[Location labeling records]
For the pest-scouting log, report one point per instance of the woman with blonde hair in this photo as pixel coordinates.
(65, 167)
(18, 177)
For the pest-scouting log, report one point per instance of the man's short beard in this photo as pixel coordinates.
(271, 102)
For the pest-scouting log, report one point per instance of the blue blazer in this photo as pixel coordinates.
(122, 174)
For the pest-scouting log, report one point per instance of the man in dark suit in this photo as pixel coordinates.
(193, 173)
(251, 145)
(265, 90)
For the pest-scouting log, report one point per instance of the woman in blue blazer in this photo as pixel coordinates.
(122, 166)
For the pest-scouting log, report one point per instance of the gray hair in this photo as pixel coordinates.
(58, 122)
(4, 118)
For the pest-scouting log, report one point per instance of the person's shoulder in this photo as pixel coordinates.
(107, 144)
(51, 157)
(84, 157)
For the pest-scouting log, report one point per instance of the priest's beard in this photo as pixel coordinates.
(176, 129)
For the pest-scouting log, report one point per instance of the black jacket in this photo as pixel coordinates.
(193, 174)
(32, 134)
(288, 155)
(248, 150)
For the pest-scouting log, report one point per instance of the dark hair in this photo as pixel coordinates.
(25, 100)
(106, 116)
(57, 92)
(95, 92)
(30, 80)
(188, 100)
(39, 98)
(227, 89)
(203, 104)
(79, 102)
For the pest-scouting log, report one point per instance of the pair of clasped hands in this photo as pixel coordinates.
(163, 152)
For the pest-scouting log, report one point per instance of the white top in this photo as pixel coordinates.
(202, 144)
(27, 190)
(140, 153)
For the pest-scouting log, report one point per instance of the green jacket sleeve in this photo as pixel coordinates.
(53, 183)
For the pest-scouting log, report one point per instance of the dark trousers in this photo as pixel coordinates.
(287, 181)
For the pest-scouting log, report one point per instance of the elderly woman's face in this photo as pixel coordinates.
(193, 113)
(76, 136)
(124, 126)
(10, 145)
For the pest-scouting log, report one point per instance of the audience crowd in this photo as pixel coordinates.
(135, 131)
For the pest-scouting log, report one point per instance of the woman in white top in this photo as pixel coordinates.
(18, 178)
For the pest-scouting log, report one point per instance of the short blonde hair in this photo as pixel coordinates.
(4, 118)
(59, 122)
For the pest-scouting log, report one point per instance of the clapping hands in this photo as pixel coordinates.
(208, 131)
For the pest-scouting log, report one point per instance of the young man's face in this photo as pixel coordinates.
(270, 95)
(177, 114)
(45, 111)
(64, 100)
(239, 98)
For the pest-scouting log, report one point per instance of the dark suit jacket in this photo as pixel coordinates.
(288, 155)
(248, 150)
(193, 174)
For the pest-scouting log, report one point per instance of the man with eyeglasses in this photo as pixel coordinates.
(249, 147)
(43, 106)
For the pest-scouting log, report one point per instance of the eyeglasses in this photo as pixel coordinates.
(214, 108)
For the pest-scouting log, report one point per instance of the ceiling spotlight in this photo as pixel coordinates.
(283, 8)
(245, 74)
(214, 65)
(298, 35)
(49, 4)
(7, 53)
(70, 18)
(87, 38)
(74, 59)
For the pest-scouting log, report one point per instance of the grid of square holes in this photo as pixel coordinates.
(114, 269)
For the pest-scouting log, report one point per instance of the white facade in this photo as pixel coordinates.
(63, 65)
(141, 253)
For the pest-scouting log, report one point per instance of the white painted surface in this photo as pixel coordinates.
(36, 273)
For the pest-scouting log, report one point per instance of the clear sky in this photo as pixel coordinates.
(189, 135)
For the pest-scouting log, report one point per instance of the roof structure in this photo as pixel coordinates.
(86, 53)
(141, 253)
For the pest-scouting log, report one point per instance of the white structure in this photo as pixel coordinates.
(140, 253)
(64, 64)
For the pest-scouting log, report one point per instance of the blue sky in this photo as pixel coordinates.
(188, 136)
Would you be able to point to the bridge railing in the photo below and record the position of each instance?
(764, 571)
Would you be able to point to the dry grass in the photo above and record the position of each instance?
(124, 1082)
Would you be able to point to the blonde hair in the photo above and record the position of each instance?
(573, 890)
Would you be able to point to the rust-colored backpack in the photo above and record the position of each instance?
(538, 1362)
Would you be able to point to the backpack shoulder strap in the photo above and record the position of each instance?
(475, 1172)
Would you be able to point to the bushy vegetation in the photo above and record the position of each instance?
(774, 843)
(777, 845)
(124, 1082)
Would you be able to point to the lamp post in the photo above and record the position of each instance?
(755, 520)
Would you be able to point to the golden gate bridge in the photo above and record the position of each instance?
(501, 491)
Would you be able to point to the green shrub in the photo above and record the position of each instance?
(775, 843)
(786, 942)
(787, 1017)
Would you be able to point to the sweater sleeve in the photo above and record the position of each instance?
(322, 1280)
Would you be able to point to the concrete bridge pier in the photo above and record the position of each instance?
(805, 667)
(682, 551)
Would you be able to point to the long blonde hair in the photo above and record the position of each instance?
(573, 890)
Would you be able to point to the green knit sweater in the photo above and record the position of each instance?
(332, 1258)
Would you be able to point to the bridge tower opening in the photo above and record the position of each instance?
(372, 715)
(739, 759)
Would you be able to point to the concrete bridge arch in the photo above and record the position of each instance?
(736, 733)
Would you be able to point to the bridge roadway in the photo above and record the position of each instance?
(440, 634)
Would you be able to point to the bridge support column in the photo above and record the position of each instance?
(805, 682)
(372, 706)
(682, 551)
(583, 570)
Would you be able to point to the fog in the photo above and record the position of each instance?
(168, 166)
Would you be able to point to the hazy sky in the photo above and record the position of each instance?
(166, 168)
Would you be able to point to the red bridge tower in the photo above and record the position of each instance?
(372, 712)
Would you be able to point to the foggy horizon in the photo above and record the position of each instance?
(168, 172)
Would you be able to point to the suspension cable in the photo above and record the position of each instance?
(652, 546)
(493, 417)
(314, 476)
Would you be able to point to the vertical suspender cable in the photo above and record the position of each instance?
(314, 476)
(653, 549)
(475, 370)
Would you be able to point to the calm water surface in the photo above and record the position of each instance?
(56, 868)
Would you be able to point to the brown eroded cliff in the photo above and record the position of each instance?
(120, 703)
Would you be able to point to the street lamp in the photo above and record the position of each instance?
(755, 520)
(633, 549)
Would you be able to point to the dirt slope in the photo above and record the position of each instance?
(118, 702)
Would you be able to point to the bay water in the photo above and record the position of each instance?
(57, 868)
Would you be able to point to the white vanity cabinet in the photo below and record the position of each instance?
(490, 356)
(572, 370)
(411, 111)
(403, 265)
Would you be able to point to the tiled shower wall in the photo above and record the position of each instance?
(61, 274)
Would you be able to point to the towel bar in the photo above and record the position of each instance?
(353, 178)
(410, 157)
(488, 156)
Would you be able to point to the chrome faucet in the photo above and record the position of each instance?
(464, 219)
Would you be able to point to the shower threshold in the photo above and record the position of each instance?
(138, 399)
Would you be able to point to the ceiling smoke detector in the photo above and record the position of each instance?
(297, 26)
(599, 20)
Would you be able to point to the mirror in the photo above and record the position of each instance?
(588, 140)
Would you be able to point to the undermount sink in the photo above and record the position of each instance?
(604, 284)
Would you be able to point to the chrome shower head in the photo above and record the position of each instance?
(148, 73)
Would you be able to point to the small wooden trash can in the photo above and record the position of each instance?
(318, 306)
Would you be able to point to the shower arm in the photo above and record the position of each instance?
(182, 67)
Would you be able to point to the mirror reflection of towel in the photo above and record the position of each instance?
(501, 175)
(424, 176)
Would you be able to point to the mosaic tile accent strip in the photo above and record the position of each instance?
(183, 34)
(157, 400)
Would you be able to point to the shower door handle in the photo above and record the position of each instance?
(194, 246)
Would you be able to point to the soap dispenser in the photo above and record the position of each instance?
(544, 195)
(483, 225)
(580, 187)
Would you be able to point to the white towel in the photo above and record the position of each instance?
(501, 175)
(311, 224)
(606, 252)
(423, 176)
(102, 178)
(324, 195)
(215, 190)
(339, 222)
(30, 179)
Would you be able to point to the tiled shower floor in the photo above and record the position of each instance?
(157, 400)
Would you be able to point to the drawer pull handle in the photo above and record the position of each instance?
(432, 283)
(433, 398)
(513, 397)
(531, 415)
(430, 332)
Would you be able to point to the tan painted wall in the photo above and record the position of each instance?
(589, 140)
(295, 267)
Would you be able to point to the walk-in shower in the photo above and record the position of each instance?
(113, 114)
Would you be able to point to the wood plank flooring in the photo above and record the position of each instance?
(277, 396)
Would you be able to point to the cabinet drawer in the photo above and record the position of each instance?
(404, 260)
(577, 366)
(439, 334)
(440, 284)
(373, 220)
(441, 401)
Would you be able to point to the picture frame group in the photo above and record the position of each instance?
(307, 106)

**YOUR OBJECTIVE**
Give the lines from the one containing "Would you be able to point to the shower arm" through the end of the entries again, exactly as written and with no other lines.

**THE RESULT**
Would you be able to point to the shower arm in the photo above and record the position of each instance?
(182, 67)
Would you be able to point to the mirror reflection of towel in the photo above and record the position of each instance?
(501, 175)
(424, 176)
Would you be able to point to the mosaic tile accent strip in the photo above and record the position of each instance?
(183, 34)
(157, 400)
Would you be able to point to the shower door handle in the photo above and record the position of each instance?
(194, 246)
Would you be able to point to the soap dispenser in the photo above and record the position of each instance?
(544, 195)
(483, 225)
(580, 187)
Would you be able to point to the white towel in the photo above and record the position of each instance?
(501, 175)
(311, 224)
(606, 252)
(423, 176)
(102, 178)
(324, 195)
(215, 190)
(339, 222)
(30, 179)
Would you be able to point to the tiled shower floor in the photo above and record the position of each instance?
(157, 400)
Would you be able to point to the drawer pull handle in the photo above and record the position of each instance?
(432, 283)
(433, 398)
(513, 397)
(531, 415)
(430, 332)
Would you be able to point to the tan painted wall in the photo above and record the position of each instance?
(589, 140)
(295, 267)
Would you be able to point to the walk-in shower in the photo above and record the position of each instance?
(113, 114)
Would you be able to point to the wood plank flooring in the photo above and record the position of each instance?
(277, 396)
Would you be able to point to the cabinet drawer in the photo above and record the position of each instance?
(404, 260)
(577, 366)
(439, 334)
(440, 284)
(373, 220)
(441, 401)
Would you be able to point to the picture frame group in the photo above and record the position of each instance?
(307, 106)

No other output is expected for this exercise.